### TASK TO CARRY OUT
Repeat every line of the data verbatim.

### EXTRACTED INFORMATION
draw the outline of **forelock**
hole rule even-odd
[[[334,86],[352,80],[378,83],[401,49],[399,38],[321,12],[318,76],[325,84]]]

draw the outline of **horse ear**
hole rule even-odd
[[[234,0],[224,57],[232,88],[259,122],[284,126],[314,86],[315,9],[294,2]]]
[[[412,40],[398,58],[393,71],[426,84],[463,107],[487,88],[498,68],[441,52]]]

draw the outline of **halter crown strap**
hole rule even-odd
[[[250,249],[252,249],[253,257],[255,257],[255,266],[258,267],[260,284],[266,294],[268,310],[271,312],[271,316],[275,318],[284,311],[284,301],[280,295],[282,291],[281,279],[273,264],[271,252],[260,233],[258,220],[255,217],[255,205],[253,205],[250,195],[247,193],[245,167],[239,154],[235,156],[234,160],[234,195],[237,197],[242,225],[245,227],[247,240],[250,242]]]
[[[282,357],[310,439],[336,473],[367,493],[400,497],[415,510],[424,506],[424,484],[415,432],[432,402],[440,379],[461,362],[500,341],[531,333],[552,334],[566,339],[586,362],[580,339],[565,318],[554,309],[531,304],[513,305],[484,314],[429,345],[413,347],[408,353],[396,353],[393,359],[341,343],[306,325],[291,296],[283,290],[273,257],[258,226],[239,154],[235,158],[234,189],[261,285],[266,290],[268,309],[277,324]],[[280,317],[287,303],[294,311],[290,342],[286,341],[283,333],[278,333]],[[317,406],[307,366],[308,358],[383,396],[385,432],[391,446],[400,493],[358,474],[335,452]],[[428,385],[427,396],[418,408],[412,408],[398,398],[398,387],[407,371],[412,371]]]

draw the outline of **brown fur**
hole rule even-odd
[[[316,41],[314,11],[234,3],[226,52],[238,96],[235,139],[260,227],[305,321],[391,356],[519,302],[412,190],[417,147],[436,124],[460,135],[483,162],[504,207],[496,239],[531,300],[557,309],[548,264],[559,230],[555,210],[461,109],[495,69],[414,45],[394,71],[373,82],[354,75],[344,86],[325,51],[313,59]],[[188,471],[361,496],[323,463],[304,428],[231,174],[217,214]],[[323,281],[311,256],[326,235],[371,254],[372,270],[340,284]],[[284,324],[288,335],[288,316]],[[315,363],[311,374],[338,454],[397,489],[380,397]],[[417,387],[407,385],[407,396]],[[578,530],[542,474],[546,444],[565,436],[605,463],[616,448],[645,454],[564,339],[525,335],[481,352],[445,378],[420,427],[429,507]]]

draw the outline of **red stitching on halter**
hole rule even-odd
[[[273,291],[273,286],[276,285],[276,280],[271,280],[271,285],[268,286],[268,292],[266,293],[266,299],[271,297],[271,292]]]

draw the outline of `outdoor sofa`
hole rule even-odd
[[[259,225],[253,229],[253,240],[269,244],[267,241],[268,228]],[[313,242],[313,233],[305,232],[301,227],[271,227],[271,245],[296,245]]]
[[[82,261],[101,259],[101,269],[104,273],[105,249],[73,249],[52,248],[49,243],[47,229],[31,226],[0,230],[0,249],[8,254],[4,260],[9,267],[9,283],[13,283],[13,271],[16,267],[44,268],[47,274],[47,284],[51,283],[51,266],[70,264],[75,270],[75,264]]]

### SOLUTION TO THIS TASK
draw the outline of **forelock**
hole rule even-odd
[[[334,86],[352,80],[378,83],[401,49],[399,38],[321,12],[318,76],[325,84]]]

draw the outline of **horse ear**
hole rule even-odd
[[[234,0],[224,57],[232,88],[259,122],[284,126],[314,86],[315,9],[294,2]]]
[[[412,40],[398,58],[393,71],[426,84],[463,107],[487,88],[498,68],[441,52]]]

draw the outline of **halter crown strap**
hole rule even-odd
[[[250,249],[252,249],[253,257],[255,257],[255,266],[258,267],[260,284],[266,294],[268,310],[271,312],[271,316],[275,318],[284,311],[284,301],[280,295],[282,291],[281,279],[273,264],[271,252],[260,233],[258,220],[255,217],[255,205],[253,205],[250,195],[247,193],[245,167],[239,154],[235,156],[234,160],[234,195],[237,197],[242,225],[245,227],[247,240],[250,242]]]
[[[282,357],[310,439],[336,473],[367,493],[400,497],[415,510],[424,506],[424,484],[415,432],[432,402],[440,379],[461,362],[500,341],[531,333],[552,334],[566,339],[586,362],[580,339],[565,318],[554,309],[531,304],[513,305],[484,314],[429,345],[413,347],[408,353],[396,353],[393,359],[341,343],[306,325],[291,296],[283,290],[273,257],[258,226],[239,154],[235,158],[234,189],[261,285],[266,290],[268,309],[277,324]],[[280,317],[287,303],[294,311],[290,342],[286,341],[283,333],[278,333]],[[317,406],[307,366],[308,358],[383,396],[385,432],[391,446],[400,493],[358,474],[335,452]],[[428,385],[427,396],[418,408],[412,408],[398,398],[398,387],[407,371],[412,371]]]

draw the outline of **brown fur**
hole rule even-odd
[[[316,41],[314,11],[234,3],[226,52],[238,96],[235,139],[260,227],[305,321],[391,356],[519,302],[412,190],[417,147],[436,124],[460,135],[483,162],[504,207],[496,239],[531,300],[557,309],[548,264],[559,230],[555,210],[461,109],[495,69],[414,45],[394,71],[373,82],[354,75],[344,86],[325,51],[313,59]],[[188,471],[361,496],[323,463],[304,428],[231,174],[217,214]],[[323,281],[311,256],[326,235],[371,254],[372,270],[340,284]],[[284,324],[288,335],[288,316]],[[315,363],[311,374],[338,454],[397,489],[380,397]],[[417,387],[407,385],[407,396]],[[578,530],[542,474],[546,444],[565,436],[605,463],[616,448],[645,454],[564,339],[525,335],[481,352],[445,378],[420,427],[429,507]]]

draw the outline of **red stitching on halter**
hole rule even-odd
[[[273,291],[273,286],[276,285],[276,280],[271,280],[271,285],[268,286],[268,292],[266,293],[266,299],[271,297],[271,292]]]

draw the outline of `outdoor sofa`
hole rule even-odd
[[[259,225],[253,229],[253,240],[269,244],[267,241],[268,228]],[[313,242],[313,233],[305,232],[301,227],[271,227],[271,245],[296,245]]]
[[[82,261],[101,259],[101,269],[104,273],[105,249],[73,249],[52,248],[49,243],[47,229],[31,226],[0,230],[0,249],[8,254],[4,260],[9,267],[9,283],[13,283],[13,271],[16,267],[44,268],[47,274],[47,284],[51,283],[51,266],[70,264],[75,270],[75,264]]]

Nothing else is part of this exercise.